Add 43 to every x and y coordinate in the answers, and write out all the lines from the one containing "[indicate] kitchen faucet" through the end of the items, requests included. Leave the numbers in the requests and their format samples unchanged.
━━━ INPUT MATERIAL
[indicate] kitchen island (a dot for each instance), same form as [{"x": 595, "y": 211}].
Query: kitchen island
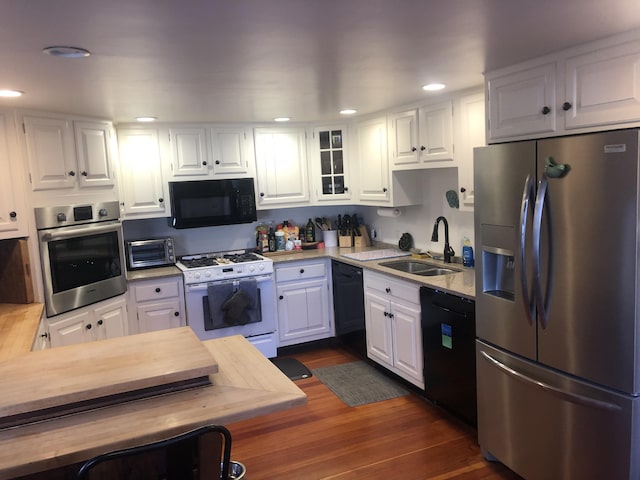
[{"x": 245, "y": 385}]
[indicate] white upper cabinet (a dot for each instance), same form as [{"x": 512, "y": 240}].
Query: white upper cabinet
[
  {"x": 584, "y": 89},
  {"x": 63, "y": 154},
  {"x": 189, "y": 152},
  {"x": 373, "y": 160},
  {"x": 522, "y": 103},
  {"x": 329, "y": 174},
  {"x": 13, "y": 212},
  {"x": 602, "y": 87},
  {"x": 469, "y": 133},
  {"x": 281, "y": 164},
  {"x": 231, "y": 151},
  {"x": 422, "y": 138},
  {"x": 94, "y": 142},
  {"x": 142, "y": 189},
  {"x": 201, "y": 152}
]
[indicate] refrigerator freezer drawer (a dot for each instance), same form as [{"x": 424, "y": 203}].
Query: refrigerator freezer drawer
[{"x": 545, "y": 425}]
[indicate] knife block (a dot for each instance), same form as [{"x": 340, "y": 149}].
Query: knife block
[{"x": 345, "y": 241}]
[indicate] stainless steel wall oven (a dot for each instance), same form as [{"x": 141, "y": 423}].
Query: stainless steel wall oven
[{"x": 82, "y": 255}]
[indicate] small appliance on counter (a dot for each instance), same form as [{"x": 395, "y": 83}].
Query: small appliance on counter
[{"x": 156, "y": 252}]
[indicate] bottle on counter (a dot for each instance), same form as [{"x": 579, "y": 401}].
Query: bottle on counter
[
  {"x": 310, "y": 233},
  {"x": 271, "y": 240}
]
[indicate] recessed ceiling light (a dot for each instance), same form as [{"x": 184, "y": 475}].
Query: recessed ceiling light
[
  {"x": 11, "y": 93},
  {"x": 66, "y": 51},
  {"x": 432, "y": 87}
]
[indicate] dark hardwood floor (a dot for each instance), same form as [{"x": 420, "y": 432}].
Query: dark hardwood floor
[{"x": 405, "y": 438}]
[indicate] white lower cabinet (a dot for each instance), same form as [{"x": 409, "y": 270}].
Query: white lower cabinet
[
  {"x": 106, "y": 319},
  {"x": 304, "y": 300},
  {"x": 393, "y": 325},
  {"x": 156, "y": 304}
]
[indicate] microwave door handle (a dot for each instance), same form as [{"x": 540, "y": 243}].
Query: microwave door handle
[
  {"x": 527, "y": 198},
  {"x": 78, "y": 232}
]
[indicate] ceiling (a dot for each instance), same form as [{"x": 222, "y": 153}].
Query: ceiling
[{"x": 253, "y": 60}]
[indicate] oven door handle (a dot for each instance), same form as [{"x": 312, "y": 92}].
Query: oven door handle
[
  {"x": 84, "y": 230},
  {"x": 203, "y": 286}
]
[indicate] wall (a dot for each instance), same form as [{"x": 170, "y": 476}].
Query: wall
[{"x": 417, "y": 220}]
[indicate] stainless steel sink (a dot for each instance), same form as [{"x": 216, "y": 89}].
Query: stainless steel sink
[{"x": 418, "y": 268}]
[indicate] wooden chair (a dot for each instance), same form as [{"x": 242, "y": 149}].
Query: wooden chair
[{"x": 200, "y": 454}]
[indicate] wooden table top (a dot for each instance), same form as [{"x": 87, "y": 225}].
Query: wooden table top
[{"x": 246, "y": 385}]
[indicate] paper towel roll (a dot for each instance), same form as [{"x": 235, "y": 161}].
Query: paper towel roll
[{"x": 389, "y": 212}]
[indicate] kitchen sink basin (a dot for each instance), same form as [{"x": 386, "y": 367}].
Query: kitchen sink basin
[{"x": 418, "y": 268}]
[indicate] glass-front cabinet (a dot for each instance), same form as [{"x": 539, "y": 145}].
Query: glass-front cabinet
[{"x": 330, "y": 169}]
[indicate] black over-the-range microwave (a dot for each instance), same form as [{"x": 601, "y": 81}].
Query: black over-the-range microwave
[{"x": 206, "y": 203}]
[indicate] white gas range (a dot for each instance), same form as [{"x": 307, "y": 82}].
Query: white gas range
[{"x": 231, "y": 293}]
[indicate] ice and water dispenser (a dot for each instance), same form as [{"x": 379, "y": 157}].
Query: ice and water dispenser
[{"x": 498, "y": 268}]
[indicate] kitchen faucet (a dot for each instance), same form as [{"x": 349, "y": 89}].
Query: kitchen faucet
[{"x": 448, "y": 251}]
━━━━━━
▸ **SOLUTION BELOW**
[indicate] kitchen faucet (a dot for each instance), same form as [{"x": 349, "y": 89}].
Query: kitchen faucet
[{"x": 491, "y": 294}]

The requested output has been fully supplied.